* **WHAT THE TASK ASKS**
Make an exact copy of the records that follow, with each picture omitted.

Saved data entries
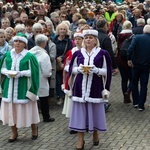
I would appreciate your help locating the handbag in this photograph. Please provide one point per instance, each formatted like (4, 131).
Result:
(105, 92)
(60, 64)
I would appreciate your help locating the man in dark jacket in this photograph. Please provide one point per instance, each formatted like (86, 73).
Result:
(105, 41)
(139, 59)
(140, 26)
(37, 29)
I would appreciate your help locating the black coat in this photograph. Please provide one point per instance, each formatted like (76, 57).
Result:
(138, 30)
(61, 46)
(105, 43)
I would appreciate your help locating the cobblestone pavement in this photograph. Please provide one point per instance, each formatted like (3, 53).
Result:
(128, 129)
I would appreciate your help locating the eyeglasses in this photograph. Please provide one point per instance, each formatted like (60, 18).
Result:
(20, 31)
(19, 41)
(38, 31)
(2, 37)
(47, 35)
(64, 16)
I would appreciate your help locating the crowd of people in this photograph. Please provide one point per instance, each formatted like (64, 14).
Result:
(71, 52)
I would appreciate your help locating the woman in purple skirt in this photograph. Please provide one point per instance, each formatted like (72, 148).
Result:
(90, 73)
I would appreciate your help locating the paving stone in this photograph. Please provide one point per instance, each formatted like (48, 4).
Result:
(127, 128)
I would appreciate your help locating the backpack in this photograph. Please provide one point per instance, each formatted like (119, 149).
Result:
(124, 47)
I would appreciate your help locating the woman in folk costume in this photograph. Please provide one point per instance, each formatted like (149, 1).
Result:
(78, 38)
(87, 69)
(19, 87)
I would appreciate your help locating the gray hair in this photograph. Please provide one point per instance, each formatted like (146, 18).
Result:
(140, 21)
(127, 25)
(64, 25)
(146, 29)
(37, 26)
(101, 23)
(19, 27)
(53, 14)
(40, 38)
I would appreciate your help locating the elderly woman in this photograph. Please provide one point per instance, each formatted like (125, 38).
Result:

* **REPLY TO THE TASK**
I would appreciate your help locating the handbag in this photograph. Please provide one point per instance, each formatted like (4, 131).
Result:
(105, 92)
(60, 64)
I would appreciate your help locating the man in dark jacket in this photograph. Please provide one point per instance, each formatted like (86, 73).
Result:
(105, 41)
(139, 59)
(140, 26)
(37, 29)
I would appreciate your help locating the black coat in this photograph. Please provide one point per instance, each formatted like (76, 57).
Result:
(138, 30)
(61, 46)
(105, 43)
I would appreciate your help locating the cobblestone pavement in this photograph. Please provide one point per instance, each formatted like (3, 53).
Result:
(128, 129)
I would appreciate your help locating the eyeglasses in this photograph. Please provide one point per instance, each formatted like (60, 18).
Result:
(20, 31)
(19, 41)
(38, 31)
(2, 37)
(47, 35)
(64, 16)
I would appreciate your help locating the crowd of people in this photograph. Please provide one point per instance, each formatted like (64, 14).
Result:
(71, 52)
I would appreciate your help locating the woman in purple skirt in this photograph. Please provide one point per instance, each formatted like (72, 148).
Result:
(90, 73)
I would appreciate your help locating the paving stone in this photograph. Please provide one point per instance, each formatted like (48, 4).
Result:
(127, 128)
I would appreciate your help locating the backpack in this photograph. Please provide one point per instance, each formatted like (119, 149).
Result:
(124, 47)
I would appreciate your help locating the woman in folk costume in this photograph. Please provide one point per instance, each formatted like (149, 1).
Result:
(78, 38)
(87, 69)
(19, 87)
I would appreciate your help locating the gray hair in this photograph. Please provide one point per instance, each formatted like (146, 18).
Result:
(140, 21)
(127, 25)
(64, 25)
(146, 29)
(37, 26)
(101, 23)
(19, 27)
(53, 14)
(40, 38)
I would appreciate your help locating the elderly woman in this photograph. Please provide one point per instance, each formatted like (125, 38).
Result:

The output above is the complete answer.